### Do this
Repeat each entry exactly and drop the pictures.

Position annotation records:
++++

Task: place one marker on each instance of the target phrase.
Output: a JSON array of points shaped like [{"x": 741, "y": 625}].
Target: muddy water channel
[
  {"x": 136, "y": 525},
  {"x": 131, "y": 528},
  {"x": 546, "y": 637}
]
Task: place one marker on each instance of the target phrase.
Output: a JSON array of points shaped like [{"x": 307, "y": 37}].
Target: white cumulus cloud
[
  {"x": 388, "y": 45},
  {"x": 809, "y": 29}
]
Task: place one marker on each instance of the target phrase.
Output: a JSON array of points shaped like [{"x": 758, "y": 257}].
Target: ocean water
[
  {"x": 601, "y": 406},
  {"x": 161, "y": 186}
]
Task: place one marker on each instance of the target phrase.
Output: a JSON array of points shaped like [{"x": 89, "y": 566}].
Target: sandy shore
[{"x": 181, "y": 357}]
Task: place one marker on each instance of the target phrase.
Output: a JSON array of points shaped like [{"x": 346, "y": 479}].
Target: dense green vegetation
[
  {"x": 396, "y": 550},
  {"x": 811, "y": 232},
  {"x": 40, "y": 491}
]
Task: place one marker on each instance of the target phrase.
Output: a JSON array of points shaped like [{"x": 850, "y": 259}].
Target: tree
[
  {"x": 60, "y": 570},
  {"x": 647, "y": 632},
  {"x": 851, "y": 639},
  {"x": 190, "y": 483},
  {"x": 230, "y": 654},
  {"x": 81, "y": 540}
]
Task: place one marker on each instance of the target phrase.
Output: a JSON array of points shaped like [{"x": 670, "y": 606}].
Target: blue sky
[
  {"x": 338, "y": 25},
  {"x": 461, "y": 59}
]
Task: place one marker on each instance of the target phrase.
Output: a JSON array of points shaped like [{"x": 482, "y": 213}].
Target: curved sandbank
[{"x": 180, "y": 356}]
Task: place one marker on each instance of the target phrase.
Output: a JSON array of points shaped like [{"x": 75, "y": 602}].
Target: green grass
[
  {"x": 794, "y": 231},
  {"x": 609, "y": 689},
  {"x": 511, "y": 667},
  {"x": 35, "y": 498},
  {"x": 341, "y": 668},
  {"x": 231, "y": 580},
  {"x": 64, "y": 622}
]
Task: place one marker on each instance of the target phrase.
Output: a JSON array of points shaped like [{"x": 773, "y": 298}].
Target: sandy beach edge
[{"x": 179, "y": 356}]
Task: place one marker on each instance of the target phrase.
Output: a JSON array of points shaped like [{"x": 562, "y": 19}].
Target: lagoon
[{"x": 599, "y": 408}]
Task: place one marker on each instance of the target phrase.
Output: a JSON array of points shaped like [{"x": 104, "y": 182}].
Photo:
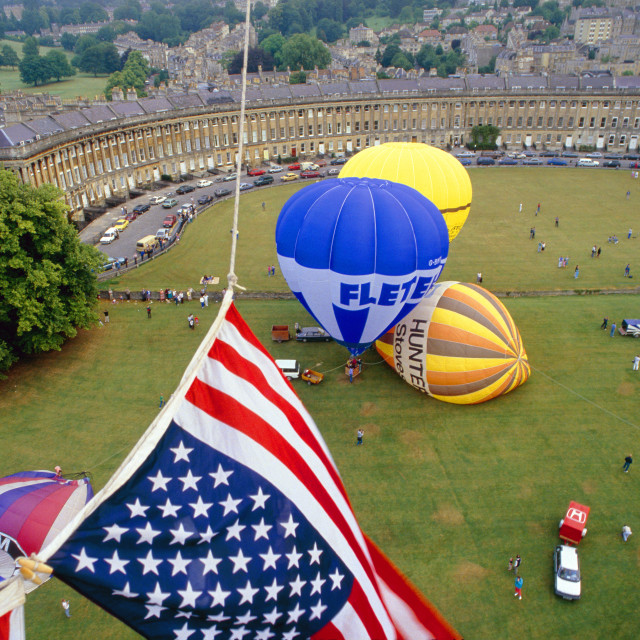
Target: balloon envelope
[
  {"x": 459, "y": 345},
  {"x": 437, "y": 175},
  {"x": 35, "y": 506},
  {"x": 359, "y": 254}
]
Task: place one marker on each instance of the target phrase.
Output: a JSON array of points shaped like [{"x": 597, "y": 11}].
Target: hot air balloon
[
  {"x": 34, "y": 507},
  {"x": 436, "y": 174},
  {"x": 459, "y": 345},
  {"x": 359, "y": 254}
]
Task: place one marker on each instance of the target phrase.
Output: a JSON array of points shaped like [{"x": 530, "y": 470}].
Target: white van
[
  {"x": 290, "y": 368},
  {"x": 109, "y": 236}
]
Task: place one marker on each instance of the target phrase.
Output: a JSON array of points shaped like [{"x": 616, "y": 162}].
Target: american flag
[{"x": 229, "y": 521}]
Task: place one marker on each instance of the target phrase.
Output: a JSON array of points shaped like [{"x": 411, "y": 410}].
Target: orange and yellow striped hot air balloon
[{"x": 459, "y": 345}]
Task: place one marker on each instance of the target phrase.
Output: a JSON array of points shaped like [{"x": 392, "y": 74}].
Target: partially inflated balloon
[
  {"x": 437, "y": 175},
  {"x": 459, "y": 345},
  {"x": 359, "y": 254}
]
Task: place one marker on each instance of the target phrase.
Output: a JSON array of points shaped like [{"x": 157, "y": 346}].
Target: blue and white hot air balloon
[{"x": 359, "y": 254}]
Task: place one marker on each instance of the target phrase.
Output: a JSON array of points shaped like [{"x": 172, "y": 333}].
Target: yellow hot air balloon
[
  {"x": 459, "y": 344},
  {"x": 436, "y": 174}
]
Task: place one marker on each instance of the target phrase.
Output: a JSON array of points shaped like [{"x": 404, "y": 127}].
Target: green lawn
[
  {"x": 449, "y": 492},
  {"x": 82, "y": 84},
  {"x": 495, "y": 239}
]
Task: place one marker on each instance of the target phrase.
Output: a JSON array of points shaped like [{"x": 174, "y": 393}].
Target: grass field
[
  {"x": 449, "y": 492},
  {"x": 82, "y": 84}
]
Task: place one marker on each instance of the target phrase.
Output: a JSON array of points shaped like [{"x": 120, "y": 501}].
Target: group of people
[{"x": 514, "y": 565}]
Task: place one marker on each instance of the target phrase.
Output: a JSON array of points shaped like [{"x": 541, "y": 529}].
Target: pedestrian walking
[{"x": 518, "y": 585}]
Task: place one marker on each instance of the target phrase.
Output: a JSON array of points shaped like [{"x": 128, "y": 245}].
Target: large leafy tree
[
  {"x": 47, "y": 280},
  {"x": 306, "y": 52}
]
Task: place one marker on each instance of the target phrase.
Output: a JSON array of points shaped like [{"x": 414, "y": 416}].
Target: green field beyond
[{"x": 449, "y": 492}]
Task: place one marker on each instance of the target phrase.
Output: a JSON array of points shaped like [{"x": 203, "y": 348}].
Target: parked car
[
  {"x": 112, "y": 263},
  {"x": 141, "y": 208},
  {"x": 109, "y": 235},
  {"x": 169, "y": 221},
  {"x": 566, "y": 568},
  {"x": 313, "y": 334}
]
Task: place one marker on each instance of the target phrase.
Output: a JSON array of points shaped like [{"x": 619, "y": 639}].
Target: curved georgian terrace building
[{"x": 109, "y": 150}]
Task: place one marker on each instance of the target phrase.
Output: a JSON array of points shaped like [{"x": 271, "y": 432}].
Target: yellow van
[{"x": 148, "y": 243}]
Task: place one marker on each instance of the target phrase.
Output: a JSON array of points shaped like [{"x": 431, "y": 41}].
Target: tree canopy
[{"x": 47, "y": 280}]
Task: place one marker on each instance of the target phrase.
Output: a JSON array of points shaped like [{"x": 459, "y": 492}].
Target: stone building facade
[{"x": 108, "y": 150}]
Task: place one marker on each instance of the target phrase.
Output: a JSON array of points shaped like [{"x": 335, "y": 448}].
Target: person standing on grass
[{"x": 518, "y": 585}]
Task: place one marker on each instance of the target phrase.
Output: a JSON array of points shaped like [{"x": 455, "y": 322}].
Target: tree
[
  {"x": 59, "y": 64},
  {"x": 484, "y": 136},
  {"x": 30, "y": 47},
  {"x": 47, "y": 281},
  {"x": 9, "y": 56},
  {"x": 92, "y": 12},
  {"x": 304, "y": 51}
]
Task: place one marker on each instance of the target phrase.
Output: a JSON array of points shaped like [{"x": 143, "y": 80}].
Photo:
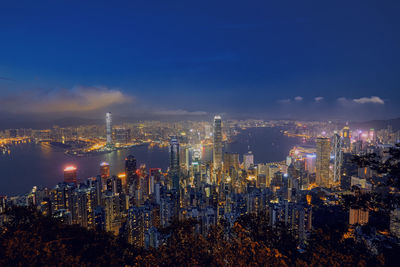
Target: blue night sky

++++

### Correct response
Task: place one marker on each instance of the target phrase.
Output: a JSON array of points shaped like [{"x": 741, "y": 625}].
Target: muddy water channel
[
  {"x": 136, "y": 525},
  {"x": 131, "y": 528},
  {"x": 546, "y": 637}
]
Task: place one marker on each instance of the target phrase.
Output: a JSON array of points shaped like [{"x": 307, "y": 37}].
Target: white cumulus cloud
[
  {"x": 388, "y": 45},
  {"x": 809, "y": 29}
]
Task: place one marker on each instance of the target phrase.
Output: a JSON array of points shaped like [{"x": 758, "y": 257}].
Target: ocean water
[
  {"x": 601, "y": 406},
  {"x": 161, "y": 186}
]
Task: place one marker on each instance of the target phrase.
Output: a JSON array of points shaped like [{"x": 89, "y": 566}].
Target: sandy shore
[{"x": 181, "y": 357}]
Task: place one marker on each instance of the target phrase.
Output: a JSON array of points shaped like [{"x": 346, "y": 479}].
Target: dense green vegetation
[
  {"x": 396, "y": 550},
  {"x": 811, "y": 232},
  {"x": 40, "y": 491}
]
Task: place one marker on each instance of the target phrase.
Output: a JSON array of points shaped like [{"x": 850, "y": 259}].
Target: tree
[
  {"x": 60, "y": 570},
  {"x": 647, "y": 632},
  {"x": 851, "y": 639},
  {"x": 190, "y": 483},
  {"x": 230, "y": 654},
  {"x": 81, "y": 540}
]
Task: place one marker on each instance of the target phrase.
Output: a JSON array of points shaped like [{"x": 670, "y": 606}].
Target: blue sky
[
  {"x": 338, "y": 25},
  {"x": 461, "y": 59}
]
Task: place one marker on each instance of the target phrase.
Output: a JSON array of points shaped like [{"x": 482, "y": 213}].
Target: curved sandbank
[{"x": 180, "y": 356}]
Task: place one marker on each instance of the target phrase.
Output: a JSON array of points shaped like [{"x": 75, "y": 602}].
Target: green grass
[
  {"x": 794, "y": 231},
  {"x": 609, "y": 689},
  {"x": 511, "y": 667},
  {"x": 35, "y": 498},
  {"x": 341, "y": 668},
  {"x": 231, "y": 580},
  {"x": 64, "y": 622}
]
Task: place one marker on each instance of the target phrase.
Output: a JSON array of points shaped like [{"x": 773, "y": 298}].
Target: sandy beach edge
[{"x": 179, "y": 356}]
Task: place one marker on each instance of the target phrase.
Output: a JSON array of points shaped like [{"x": 562, "y": 19}].
Target: lagoon
[{"x": 599, "y": 408}]
Task: place one marker on each instance of the target phrase.
Output: a JSON array of points shaped like [{"x": 104, "y": 182}].
Photo:
Target: balloon envelope
[
  {"x": 459, "y": 345},
  {"x": 437, "y": 175},
  {"x": 35, "y": 506},
  {"x": 359, "y": 254}
]
Task: place one marker on each instance of the target phrase.
Output: a JSON array of points shaped like [{"x": 597, "y": 11}].
Target: hot air balloon
[
  {"x": 34, "y": 507},
  {"x": 436, "y": 174},
  {"x": 459, "y": 345},
  {"x": 359, "y": 254}
]
Task: place one marker on each instance of the target phrase.
Output: a JSON array of points shaped like [{"x": 530, "y": 470}].
Target: white van
[
  {"x": 290, "y": 368},
  {"x": 109, "y": 236}
]
Task: place one marker on each instance of the target phrase.
Output: a JSON array of points shaped like [{"x": 616, "y": 162}].
Target: american flag
[{"x": 229, "y": 521}]
Task: place one marker on each instance of the target phrase.
Output: a JSON array of points shaped like [{"x": 411, "y": 410}].
Target: orange and yellow striped hot air balloon
[{"x": 459, "y": 345}]
Task: place one marker on each instance of the target phrase.
Output: a JSON array of points shaped like [{"x": 392, "y": 74}].
Target: partially inflated balloon
[
  {"x": 437, "y": 175},
  {"x": 459, "y": 345},
  {"x": 359, "y": 254}
]
Task: place one marker on each instance of the target phrase.
Output: a JSON array of points shaped like [{"x": 157, "y": 346}].
Target: blue and white hot air balloon
[{"x": 359, "y": 254}]
Task: place one marker on each instance of the target phrase.
Output: a JSON array of points shaped like [{"x": 172, "y": 333}].
Target: yellow hot air balloon
[
  {"x": 459, "y": 344},
  {"x": 436, "y": 174}
]
Task: place one marker on each instance of the target phrase.
Output: a JSON array of points shaped like [{"x": 404, "y": 127}].
Target: green lawn
[
  {"x": 449, "y": 492},
  {"x": 82, "y": 84},
  {"x": 495, "y": 239}
]
Task: place one marker on each instance of the target phrase.
Output: a JSON array of points shaped like [{"x": 174, "y": 393}].
Target: grass field
[
  {"x": 449, "y": 492},
  {"x": 82, "y": 84}
]
Task: place one marker on each instance of the target phrase.
Output: a JSON array of points shaped like [{"x": 120, "y": 501}].
Target: group of people
[{"x": 514, "y": 565}]
Task: place one marker on each instance of the target phrase.
Output: a JSON array of points shaped like [{"x": 541, "y": 529}].
Target: pedestrian walking
[{"x": 518, "y": 585}]
Task: place one marker on each instance of the target phrase.
Output: a JSON array of points shaped like [{"x": 128, "y": 245}].
Target: large leafy tree
[
  {"x": 47, "y": 280},
  {"x": 306, "y": 52}
]
Task: place one marker on each instance of the target phrase.
Output: a JSON array of points shaped like [{"x": 414, "y": 416}].
Target: green field beyond
[{"x": 449, "y": 492}]
Task: place one marker on each instance of the target phrase.
Output: a JSON array of points shaped like [{"x": 203, "y": 348}].
Target: parked car
[
  {"x": 112, "y": 263},
  {"x": 141, "y": 208},
  {"x": 109, "y": 235},
  {"x": 169, "y": 221},
  {"x": 566, "y": 568},
  {"x": 313, "y": 334}
]
Task: place one marker on each instance of the target phrase.
Output: a JSON array of points shaped like [{"x": 619, "y": 639}].
Target: curved georgian terrace building
[{"x": 109, "y": 150}]
Task: place one marker on each instance of the target phrase.
Output: a JSON array of points shaped like [{"x": 271, "y": 432}].
Target: yellow van
[{"x": 148, "y": 243}]
Task: place one marker on each instance of the target phrase.
Output: a JSON array of points shaped like [{"x": 431, "y": 41}].
Target: tree canopy
[{"x": 47, "y": 280}]
Task: place one marker on each instance of the target phrase.
Output: a JSON array of points shaped like [{"x": 459, "y": 492}].
Target: stone building facade
[{"x": 108, "y": 150}]
Task: place one marker on each instance of the target phrase.
Output: a JSON array of points shaped like [{"x": 335, "y": 448}].
Target: person standing on grass
[{"x": 518, "y": 585}]
Task: place one marker on each instance of the target phrase.
Output: a JSON array of points shaped like [{"x": 455, "y": 322}].
Target: tree
[
  {"x": 59, "y": 64},
  {"x": 484, "y": 136},
  {"x": 30, "y": 47},
  {"x": 47, "y": 281},
  {"x": 9, "y": 56},
  {"x": 92, "y": 12},
  {"x": 304, "y": 51}
]
Task: place one marker on each instance of the target phrase.
Output: a JSON array of points shaped like [{"x": 143, "y": 80}].
Photo:
Target: blue night sky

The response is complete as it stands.